Le stigmate dans la peau
Chloé a sept ans. Le diagnostic de sa déficience ou de ses
troubles est relativement indéterminé. Toujours est-il qu’elle se trouve dans
des situations de handicap complexes relativement à la communication (elle s’exprime
très peu et très mal, mais elle comprend quand on s’adresse à elle), aux
apprentissages cognitifs (retards et difficultés) et à la relation aux autres
(attitudes et comportements pas toujours ajustés socialement). C’est une petite
fille qui déstabilise de manière importante les professionnels, et d’autant
plus qu’il manque des connaissances sur les raisons et les causes de cette
situation.
Cette petite fille a eu une orientation en ULIS, et elle a été scolarisée dans un dispositif accueillant des enfants ayant une déficience auditive et des enfants présentant des troubles du langage (dysphasies). Dans le cadre du projet d’école, qui organisait des décloisonnements entre les classes, y compris avec l’inclusion des élèves de l’ULIS, Chloé s’est retrouvée, pour des raisons organisationnelles (créneaux de décloisonnement, contraintes des créneaux de soins…) dans un temps d’initiation à l’anglais.
Elle était également accompagnée par un service de soutien.
La psychologue de ce service, partageant l’inquiétude des professionnels par
rapport à Chloé et à ses possibilités de participer à un décloisonnement dans
ces conditions, va observer l’élève en classe et « diagnostique »
qu’elle est en souffrance lorsqu’elle est hors de l’ULIS, c’est-à-dire en
inclusion en classe avec des enfants ordinaires. Elle pointe des signes
manifestes (balancements, se cogne un peu la tête) et décrète par conséquent,
sur la base de son expertises professionnelle, qu’il faut l’enlever de ce temps
d’inclusion pour la remettre à temps complet dans l’ULIS.
Le discours des parents n’est pas le même : ils voient
leur fille rentrer heureuse de l’école, et … babiller et chantonner les
comptines anglaises apprises pendant ce temps, et en être très heureuse. Et ils
ont l’intuition, dans une approche plus écologique de la situation de Chloé
dans l’environnement scolaire qu’elle est heureuse dans l’école, et au moins
autant dans les temps d’inclusion que dans les temps de dispositif spécialisé,
où les choses ne se passent pas toujours bien. Ils ne sont pas certains qu’elle
fasse des apprentissages dans les formes requises (mais de toutes façons
personne ne sait encore comment les optimiser), et ses relations avec les
autres (y compris les enfants « ordinaires » qu’elle fréquente) se
sont plutôt améliorées. De l’avis également des professionnels non spécialisés
(enseignant, AESH) Clara n’apparait pas en souffrance dans ces différents
contextes d’inclusion.
Mais alors pourquoi un tel « diagnostic »
expert ? On peut penser que le diagnostic est la projection d’une
représentation subjective de la psychologue, qui consisterait en une
équation : situation de handicap = déficience ou handicap = vulnérabilité.
A partir de cette équation, la réalité, l’observable e l’observé, vont être lus
sur ce registre d’explication, sur cette episteme dirait Michel
Foucault. Il y a une attente d’une souffrance, puisqu’une personne vulnérable
peut être parfois en situation de souffrance dans son environnement qui n’y est
pas attentif, et ainsi apparaitront des signes de souffrance. Ce n’est plus la
déficience qui détermine une conséquence sociale, ce sont les caractéristiques
ontologiques et les stigmates attribués aux personnes qui ont une déficience
qui amènent mécaniquement à des conséquences sociales, ici celle de la
souffrance. (Cette « évaluation » va d’ailleurs conduire à une
orientation en établissement spécialisé).
Dans ce paradigme, le monde ordinaire prend une
configuration de repoussoir, de danger, auquel il faudrait soustraire des
victimes vulnérables. Sans comprendre que cette vision est l’expression d’un
modèle de pensée défectologique, en contradiction avec d’autres visions, plus écosystémiques.

○ ○ ○ ○ ○ ○ ○

* Consignes à traiter
#1 Dans quels domaines le texte sur Chloé situe-t-il ses situations de handicap complexes ?
#2 Réécrivez sous forme de liste le paragraphe du texte sur Chloé qui commence par « Cette petite fille a eu une orientation en ULIS », en conservant ses faits principaux.
Les enregistrements ne sont d'aucune utilité pour ce travail.

○ ○ ○ ○ ○ ○ ○

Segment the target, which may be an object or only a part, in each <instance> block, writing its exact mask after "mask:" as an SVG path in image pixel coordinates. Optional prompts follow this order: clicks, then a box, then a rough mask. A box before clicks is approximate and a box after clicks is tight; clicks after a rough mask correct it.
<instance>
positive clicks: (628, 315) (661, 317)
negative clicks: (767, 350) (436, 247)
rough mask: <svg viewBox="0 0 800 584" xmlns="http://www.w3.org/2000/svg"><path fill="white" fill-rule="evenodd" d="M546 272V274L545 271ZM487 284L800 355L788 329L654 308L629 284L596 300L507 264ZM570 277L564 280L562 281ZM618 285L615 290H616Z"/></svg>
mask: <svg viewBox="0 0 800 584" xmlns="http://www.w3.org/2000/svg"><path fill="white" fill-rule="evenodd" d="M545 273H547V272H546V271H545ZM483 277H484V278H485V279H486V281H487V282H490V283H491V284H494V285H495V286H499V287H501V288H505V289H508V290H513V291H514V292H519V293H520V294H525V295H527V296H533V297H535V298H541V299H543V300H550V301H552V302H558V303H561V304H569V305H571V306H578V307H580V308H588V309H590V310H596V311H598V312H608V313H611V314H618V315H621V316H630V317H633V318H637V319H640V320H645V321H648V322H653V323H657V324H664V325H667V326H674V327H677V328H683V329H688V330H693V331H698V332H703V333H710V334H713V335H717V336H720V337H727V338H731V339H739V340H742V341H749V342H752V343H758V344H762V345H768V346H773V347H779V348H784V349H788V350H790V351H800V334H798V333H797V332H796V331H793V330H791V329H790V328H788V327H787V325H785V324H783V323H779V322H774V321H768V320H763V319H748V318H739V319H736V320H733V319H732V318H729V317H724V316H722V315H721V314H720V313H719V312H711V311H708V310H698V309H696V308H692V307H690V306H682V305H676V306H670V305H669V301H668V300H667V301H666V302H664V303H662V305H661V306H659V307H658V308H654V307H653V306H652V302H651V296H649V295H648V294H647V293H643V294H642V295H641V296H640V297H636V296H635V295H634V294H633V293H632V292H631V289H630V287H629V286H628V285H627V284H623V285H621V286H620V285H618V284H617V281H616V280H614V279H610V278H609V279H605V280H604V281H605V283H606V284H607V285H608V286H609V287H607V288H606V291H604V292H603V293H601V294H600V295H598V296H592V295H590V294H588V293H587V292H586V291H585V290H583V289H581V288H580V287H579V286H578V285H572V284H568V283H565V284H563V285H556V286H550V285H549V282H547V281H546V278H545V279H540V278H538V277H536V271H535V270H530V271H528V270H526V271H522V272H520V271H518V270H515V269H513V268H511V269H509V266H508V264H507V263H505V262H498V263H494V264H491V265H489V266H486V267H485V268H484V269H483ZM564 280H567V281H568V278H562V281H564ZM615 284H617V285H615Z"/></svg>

○ ○ ○ ○ ○ ○ ○

* Réponses proposées
#1
- la communication
- les apprentissages cognitifs
- la relation aux autres

#2
- Chloé a été orientée en ULIS.
- Elle a été scolarisée dans un dispositif accueillant des enfants ayant une déficience auditive et des enfants présentant des troubles du langage (dysphasies).
- Le projet d'école organisait des décloisonnements entre les classes, y compris avec les élèves de l'ULIS.
- Pour des raisons organisationnelles (créneaux de décloisonnement, contraintes des créneaux de soins), Chloé s'est retrouvée dans un temps d'initiation à l'anglais.